Region pointing data
+-------+

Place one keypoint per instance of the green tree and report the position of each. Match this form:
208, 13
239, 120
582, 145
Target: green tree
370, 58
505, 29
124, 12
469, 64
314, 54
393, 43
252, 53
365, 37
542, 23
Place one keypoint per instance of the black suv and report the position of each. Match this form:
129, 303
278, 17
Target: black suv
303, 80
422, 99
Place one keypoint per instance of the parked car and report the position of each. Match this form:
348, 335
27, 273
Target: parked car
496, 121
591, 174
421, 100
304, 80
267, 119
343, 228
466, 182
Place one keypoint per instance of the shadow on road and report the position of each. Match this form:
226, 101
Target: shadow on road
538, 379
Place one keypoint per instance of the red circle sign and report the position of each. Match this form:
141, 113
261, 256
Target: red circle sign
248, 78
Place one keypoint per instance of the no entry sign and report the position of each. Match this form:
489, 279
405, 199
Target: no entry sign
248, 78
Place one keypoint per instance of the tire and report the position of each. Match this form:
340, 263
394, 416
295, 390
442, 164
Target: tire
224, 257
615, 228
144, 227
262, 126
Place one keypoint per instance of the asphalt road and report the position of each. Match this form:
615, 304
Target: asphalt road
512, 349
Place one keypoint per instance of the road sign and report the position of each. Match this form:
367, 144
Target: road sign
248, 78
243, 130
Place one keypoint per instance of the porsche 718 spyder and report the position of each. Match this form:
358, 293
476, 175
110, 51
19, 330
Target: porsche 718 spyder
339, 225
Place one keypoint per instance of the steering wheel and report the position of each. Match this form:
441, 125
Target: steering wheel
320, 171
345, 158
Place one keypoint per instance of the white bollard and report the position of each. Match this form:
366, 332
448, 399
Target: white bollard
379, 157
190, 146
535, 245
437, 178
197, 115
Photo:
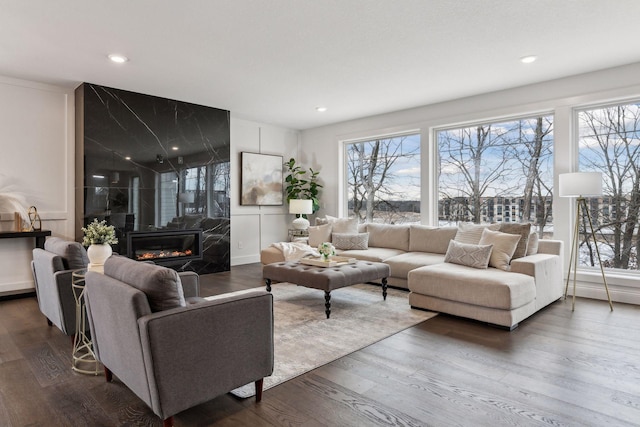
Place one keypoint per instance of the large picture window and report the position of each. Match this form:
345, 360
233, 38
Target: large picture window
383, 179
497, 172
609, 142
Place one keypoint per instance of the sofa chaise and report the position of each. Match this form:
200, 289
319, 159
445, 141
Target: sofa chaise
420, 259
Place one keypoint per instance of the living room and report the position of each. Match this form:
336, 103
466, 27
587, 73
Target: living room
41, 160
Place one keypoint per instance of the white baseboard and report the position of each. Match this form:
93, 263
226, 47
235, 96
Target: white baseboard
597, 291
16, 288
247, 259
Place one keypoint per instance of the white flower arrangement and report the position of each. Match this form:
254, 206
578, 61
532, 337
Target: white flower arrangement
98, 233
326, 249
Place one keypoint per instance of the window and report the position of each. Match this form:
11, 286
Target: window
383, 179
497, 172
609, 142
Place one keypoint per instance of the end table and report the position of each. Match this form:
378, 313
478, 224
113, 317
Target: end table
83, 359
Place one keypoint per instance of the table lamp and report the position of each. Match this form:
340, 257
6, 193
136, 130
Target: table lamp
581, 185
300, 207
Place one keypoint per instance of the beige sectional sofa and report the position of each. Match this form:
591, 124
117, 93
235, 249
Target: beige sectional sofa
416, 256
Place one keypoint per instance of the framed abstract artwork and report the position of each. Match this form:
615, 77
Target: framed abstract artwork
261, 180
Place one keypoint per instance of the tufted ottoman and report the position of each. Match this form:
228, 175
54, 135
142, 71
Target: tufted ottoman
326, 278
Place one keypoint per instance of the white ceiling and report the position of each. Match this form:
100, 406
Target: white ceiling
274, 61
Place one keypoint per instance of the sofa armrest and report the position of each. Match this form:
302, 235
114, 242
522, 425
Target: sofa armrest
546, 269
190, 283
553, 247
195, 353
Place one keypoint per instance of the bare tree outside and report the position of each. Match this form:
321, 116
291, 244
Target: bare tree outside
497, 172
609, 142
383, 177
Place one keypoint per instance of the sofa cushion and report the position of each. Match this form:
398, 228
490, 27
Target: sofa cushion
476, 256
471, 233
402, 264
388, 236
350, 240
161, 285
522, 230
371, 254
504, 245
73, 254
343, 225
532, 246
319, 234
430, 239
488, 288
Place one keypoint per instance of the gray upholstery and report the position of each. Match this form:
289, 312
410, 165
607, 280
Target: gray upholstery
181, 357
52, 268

+-------+

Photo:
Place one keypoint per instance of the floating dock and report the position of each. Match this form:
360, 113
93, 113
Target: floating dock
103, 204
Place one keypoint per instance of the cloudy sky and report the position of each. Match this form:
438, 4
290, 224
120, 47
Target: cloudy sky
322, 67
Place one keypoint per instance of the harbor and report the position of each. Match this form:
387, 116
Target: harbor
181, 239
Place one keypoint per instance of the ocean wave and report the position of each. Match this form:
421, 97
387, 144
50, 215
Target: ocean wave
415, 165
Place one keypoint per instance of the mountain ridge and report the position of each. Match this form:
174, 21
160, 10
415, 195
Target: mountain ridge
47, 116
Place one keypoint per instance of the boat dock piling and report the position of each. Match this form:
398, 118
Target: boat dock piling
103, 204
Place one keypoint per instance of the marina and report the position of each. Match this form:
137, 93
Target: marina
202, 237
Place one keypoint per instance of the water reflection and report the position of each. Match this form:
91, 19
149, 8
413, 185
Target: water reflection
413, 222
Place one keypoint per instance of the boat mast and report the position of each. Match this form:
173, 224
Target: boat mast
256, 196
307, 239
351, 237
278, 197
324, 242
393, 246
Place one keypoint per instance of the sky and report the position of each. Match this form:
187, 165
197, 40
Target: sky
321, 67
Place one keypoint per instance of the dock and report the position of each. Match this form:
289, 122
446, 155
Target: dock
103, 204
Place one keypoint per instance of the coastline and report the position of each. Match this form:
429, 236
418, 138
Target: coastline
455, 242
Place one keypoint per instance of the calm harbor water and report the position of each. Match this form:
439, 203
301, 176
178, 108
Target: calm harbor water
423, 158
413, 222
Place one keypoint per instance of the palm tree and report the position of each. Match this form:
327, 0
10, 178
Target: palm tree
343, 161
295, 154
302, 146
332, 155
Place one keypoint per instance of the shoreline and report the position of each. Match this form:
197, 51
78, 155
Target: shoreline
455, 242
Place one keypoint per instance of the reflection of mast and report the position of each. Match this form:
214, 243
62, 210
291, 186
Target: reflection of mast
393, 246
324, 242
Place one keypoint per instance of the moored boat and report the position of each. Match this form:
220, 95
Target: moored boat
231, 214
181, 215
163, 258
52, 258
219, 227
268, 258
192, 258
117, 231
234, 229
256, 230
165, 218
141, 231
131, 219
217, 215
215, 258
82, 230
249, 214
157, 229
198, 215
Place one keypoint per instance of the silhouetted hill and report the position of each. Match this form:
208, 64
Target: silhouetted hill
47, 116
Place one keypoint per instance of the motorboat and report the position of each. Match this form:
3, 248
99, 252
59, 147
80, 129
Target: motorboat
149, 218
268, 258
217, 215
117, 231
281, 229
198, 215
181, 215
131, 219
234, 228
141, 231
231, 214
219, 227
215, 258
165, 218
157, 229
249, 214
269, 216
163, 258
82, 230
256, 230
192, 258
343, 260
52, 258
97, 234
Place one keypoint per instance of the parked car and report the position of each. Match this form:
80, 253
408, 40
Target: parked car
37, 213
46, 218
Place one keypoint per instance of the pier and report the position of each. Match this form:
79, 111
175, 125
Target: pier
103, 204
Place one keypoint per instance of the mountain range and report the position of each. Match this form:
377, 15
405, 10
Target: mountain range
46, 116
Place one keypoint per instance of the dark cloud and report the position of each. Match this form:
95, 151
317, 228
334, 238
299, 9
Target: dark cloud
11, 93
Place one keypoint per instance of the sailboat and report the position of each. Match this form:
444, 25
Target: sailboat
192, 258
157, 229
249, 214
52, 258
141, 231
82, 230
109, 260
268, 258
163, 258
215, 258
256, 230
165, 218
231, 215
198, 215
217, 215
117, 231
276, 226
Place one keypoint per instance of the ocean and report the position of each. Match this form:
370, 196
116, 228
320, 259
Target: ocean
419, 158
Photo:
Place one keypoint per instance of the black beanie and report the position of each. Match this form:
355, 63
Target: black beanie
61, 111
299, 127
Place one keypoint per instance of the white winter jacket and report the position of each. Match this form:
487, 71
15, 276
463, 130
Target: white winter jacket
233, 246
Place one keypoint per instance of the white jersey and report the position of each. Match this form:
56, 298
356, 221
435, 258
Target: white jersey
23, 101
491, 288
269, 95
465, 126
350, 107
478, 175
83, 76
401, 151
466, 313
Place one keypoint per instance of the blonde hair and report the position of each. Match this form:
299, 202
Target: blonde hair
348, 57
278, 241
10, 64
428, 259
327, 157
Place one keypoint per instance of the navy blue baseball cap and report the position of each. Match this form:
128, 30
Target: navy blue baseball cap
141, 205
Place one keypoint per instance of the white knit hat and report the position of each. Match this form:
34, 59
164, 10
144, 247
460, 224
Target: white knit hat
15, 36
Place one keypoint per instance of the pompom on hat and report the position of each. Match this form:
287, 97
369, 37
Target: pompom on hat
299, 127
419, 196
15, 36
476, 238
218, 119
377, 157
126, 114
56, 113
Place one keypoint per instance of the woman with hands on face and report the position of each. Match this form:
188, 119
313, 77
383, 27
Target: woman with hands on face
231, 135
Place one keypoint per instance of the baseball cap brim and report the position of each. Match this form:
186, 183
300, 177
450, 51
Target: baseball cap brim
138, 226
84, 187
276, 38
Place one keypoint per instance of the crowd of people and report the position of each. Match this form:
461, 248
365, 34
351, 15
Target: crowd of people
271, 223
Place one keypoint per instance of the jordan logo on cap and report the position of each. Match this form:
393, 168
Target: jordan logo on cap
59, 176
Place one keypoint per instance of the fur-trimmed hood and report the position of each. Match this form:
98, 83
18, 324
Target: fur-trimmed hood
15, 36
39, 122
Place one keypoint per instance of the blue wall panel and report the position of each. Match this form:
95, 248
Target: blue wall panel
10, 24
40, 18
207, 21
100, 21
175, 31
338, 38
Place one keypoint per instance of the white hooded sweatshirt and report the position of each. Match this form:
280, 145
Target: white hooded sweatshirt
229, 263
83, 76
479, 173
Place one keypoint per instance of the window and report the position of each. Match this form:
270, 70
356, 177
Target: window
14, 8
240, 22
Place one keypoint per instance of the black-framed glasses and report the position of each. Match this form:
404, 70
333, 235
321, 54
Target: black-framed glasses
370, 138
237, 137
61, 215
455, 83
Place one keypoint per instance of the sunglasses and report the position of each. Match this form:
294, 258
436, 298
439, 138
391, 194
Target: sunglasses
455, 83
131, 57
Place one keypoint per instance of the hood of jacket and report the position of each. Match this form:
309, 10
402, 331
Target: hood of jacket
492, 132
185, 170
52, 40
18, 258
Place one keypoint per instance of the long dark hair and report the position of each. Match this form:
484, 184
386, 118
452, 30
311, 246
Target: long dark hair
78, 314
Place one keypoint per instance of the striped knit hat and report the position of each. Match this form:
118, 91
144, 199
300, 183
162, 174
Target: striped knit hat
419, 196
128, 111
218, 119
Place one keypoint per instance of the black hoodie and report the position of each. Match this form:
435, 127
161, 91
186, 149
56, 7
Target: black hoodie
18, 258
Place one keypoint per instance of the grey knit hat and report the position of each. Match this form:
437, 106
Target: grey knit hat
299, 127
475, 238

+-------+

## Directions for this task
Out of the data above, give again only the lines starting at the one holding "Place one keypoint per instance of the boat mast" and ending at the one holding "Place one keypoint per instance of the coastline", unchanged.

## Written answer
Place one keypoint per instance of the boat mast and report the position of each. Match this form:
173, 224
Target: boat mast
256, 196
307, 239
351, 237
278, 197
324, 242
393, 246
Place one keypoint per instance of the sky and report the position of each. Match this form:
187, 165
197, 40
Target: sky
321, 67
Place one keypoint per instance of the dock and report the position of each. Match this form:
289, 122
446, 155
Target: dock
103, 204
Place one keypoint per instance of the coastline and report the position of each. Match this form:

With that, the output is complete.